[START OF SOURCE TEXT]
In a recent article in the Wall Street Journal, John Eichberger, Executive Director of the Fuels Institute, a nonprofit research group launched by the National Association of Convenience Stores, said, “We need to think about these critical infrastructure issues because transportation is not optional.  How do we develop a system that can guarantee consumers that they can get the energy when they need it?”

How indeed when California right now can’t guarantee consumers can get the energy they need to just keep the lights on let alone power thousands of electric vehicles?

The devil is in the details and in this case the details are not even close to being addressed.

A cautionary tale for California is the replacement of the Eastern span of the San Francisco Bay Bridge which was severely damaged in the 1989 Loma Prieta earthquake.  The project to tear down the old span and build a new one faced lawsuits, cost overruns, political meddling, jurisdictional issues and petty local politics that constantly delayed the completion.   Finally after countless delays, the new Eastern span opened on Labor Day 2013.  It took 24 years from the time the earthquake struck to plan and build a bridge that is only 2.2 miles long.
[END OF SOURCE TEXT]
[START OF RECORDS SHOWN]
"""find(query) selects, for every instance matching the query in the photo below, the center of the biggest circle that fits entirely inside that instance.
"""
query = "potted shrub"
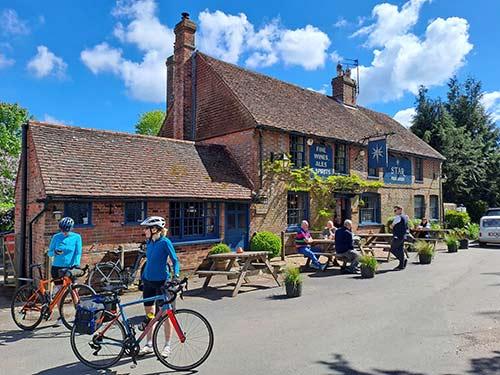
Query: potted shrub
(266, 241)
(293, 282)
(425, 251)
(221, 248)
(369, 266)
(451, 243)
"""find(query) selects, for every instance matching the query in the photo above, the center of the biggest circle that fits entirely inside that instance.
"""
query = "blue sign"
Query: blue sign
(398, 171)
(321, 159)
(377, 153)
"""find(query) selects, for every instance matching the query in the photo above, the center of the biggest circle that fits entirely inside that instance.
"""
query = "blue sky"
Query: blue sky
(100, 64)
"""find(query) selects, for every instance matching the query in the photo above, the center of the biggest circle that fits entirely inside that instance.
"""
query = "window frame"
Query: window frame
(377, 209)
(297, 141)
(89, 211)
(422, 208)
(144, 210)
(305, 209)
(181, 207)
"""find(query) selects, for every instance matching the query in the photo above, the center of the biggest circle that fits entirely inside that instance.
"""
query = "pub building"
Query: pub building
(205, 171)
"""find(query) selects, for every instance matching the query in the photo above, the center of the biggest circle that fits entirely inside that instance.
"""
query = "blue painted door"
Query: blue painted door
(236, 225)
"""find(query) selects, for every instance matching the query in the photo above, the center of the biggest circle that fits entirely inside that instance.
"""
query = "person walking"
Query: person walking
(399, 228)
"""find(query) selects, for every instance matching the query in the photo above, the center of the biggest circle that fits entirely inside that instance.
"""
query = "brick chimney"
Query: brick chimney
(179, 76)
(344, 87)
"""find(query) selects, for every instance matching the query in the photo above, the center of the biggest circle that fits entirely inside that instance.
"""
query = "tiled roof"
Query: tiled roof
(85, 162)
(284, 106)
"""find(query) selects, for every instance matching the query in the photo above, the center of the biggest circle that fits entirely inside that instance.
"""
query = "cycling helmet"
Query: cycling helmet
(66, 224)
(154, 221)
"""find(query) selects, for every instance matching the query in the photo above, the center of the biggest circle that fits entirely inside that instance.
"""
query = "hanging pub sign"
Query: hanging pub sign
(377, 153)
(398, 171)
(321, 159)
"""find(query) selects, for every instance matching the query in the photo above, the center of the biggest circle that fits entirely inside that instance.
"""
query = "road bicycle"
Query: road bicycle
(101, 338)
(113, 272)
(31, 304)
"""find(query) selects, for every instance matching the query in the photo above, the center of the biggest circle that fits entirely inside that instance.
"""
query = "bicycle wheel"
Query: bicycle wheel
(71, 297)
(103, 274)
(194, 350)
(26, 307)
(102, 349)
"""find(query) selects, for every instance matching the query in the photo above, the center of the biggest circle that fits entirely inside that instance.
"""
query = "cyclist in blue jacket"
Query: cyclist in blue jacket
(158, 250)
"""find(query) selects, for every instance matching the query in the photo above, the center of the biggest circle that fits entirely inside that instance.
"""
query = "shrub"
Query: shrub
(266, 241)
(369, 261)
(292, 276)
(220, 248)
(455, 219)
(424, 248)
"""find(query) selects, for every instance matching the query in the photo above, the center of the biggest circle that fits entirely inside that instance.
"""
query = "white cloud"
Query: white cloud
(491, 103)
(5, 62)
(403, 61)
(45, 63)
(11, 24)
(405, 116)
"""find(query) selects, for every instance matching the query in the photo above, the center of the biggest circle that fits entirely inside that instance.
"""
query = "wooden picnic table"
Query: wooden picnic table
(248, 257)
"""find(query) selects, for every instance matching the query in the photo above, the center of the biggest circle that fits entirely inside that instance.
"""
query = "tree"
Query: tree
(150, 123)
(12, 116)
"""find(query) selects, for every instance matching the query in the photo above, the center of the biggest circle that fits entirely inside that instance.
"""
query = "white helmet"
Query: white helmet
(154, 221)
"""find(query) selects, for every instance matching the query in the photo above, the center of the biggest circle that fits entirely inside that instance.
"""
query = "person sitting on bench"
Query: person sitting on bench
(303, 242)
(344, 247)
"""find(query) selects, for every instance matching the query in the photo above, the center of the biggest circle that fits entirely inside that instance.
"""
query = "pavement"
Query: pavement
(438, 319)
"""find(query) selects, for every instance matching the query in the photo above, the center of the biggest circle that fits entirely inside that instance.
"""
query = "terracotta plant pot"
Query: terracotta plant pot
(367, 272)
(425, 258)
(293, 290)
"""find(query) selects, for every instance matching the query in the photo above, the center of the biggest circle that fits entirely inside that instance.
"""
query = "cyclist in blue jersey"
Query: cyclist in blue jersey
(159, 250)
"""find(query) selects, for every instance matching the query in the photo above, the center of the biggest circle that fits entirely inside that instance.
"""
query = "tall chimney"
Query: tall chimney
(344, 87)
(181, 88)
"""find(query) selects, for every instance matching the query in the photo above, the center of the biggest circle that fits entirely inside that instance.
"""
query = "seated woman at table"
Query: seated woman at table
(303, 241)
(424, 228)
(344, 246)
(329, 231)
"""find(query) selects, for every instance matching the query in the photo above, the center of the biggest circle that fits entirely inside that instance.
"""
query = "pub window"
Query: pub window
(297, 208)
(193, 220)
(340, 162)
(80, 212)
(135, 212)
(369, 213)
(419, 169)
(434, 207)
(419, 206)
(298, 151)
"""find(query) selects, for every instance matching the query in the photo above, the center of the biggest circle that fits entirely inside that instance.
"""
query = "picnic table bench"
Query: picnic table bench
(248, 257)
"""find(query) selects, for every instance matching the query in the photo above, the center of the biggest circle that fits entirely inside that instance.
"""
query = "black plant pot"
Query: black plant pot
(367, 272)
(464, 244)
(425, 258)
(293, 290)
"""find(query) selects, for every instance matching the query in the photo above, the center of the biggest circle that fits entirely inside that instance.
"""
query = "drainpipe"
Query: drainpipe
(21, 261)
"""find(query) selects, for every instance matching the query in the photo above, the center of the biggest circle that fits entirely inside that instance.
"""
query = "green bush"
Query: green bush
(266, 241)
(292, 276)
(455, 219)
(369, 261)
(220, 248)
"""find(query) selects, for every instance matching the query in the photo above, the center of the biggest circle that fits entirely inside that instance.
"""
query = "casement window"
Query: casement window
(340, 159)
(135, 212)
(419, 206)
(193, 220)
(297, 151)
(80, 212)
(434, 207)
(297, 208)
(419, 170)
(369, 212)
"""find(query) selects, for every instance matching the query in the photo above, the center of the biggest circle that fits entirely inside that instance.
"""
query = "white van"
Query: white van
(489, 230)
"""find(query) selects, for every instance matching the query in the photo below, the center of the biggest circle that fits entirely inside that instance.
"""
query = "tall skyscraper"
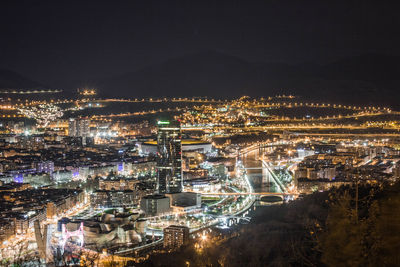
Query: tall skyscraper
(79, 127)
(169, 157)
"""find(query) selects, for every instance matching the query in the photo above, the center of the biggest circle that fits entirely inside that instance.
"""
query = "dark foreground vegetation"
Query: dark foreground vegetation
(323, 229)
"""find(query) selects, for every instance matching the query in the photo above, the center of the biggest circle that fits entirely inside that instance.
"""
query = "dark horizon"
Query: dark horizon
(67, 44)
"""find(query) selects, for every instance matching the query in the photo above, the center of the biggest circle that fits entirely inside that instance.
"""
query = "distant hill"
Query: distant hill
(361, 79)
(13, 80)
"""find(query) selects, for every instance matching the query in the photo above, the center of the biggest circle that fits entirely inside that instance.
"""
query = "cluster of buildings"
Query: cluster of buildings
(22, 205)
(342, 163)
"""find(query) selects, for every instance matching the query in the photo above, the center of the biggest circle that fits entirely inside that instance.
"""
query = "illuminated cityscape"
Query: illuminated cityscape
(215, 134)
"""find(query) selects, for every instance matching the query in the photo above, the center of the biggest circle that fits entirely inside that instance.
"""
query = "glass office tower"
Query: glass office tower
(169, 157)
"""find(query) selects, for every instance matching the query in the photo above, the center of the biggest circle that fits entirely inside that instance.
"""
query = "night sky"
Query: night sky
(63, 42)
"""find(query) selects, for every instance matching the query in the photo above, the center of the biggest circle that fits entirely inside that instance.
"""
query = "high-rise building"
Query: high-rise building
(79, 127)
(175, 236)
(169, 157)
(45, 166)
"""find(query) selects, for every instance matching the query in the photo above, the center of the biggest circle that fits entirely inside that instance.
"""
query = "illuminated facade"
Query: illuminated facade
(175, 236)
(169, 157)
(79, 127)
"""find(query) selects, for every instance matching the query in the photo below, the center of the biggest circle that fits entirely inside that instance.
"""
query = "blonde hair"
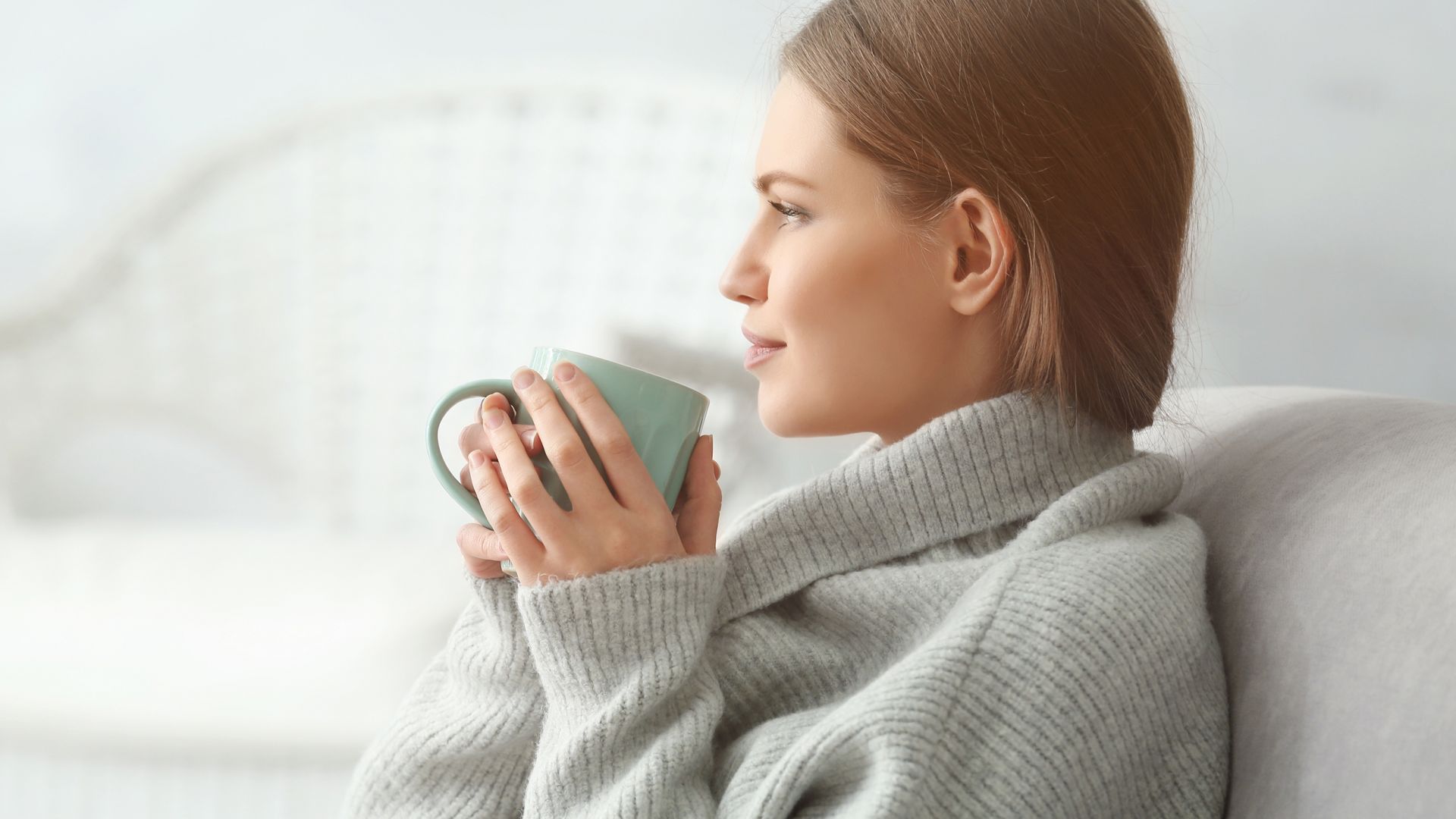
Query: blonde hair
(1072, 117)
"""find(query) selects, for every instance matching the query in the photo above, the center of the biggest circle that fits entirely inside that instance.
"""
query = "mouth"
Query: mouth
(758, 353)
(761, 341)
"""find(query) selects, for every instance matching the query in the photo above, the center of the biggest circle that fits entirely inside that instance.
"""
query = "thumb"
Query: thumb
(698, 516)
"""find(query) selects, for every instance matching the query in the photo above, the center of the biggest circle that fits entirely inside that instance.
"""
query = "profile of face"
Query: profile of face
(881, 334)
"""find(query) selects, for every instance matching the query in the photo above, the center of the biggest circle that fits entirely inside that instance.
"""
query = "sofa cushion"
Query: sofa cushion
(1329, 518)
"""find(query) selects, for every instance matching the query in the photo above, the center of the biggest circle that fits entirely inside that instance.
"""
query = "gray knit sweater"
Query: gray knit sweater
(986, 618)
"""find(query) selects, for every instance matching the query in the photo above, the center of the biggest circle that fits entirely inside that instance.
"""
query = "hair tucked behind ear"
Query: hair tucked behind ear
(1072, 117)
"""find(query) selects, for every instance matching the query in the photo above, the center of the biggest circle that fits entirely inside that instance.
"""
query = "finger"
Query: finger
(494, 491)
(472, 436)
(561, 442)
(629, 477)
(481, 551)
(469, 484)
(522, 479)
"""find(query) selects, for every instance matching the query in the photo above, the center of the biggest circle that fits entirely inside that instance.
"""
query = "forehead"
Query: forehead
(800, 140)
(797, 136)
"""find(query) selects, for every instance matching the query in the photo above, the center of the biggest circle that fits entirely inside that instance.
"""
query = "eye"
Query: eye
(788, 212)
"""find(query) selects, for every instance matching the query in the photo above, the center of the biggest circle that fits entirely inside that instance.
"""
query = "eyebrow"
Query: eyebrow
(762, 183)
[END OF RECORDS SHOWN]
◆ SET TASKS ◆
1 - In the passage on California infrastructure, what organization launched the Fuels Institute?
2 - Write the next paragraph of the passage on California infrastructure, picking up after its final sentence.

◆ RESULTS FOR THE EXERCISE ◆
1 - The National Association of Convenience Stores.

2 -
Governor Newsom’s overly ambitious plan is to rewire the state’s entire electricity system to ensure greater reliability while simultaneously creating an infrastructure to charge cars along the hundreds of miles of California freeways and streets in just 15 years.  It sounds like plenty of time, but practically speaking, it is not.  

Consider that it is a near certainty that this endeavor just like the Bay Bridge will face lawsuits, cost overruns, political meddling, jurisdictional issues, and petty local politics.  

This is California after all.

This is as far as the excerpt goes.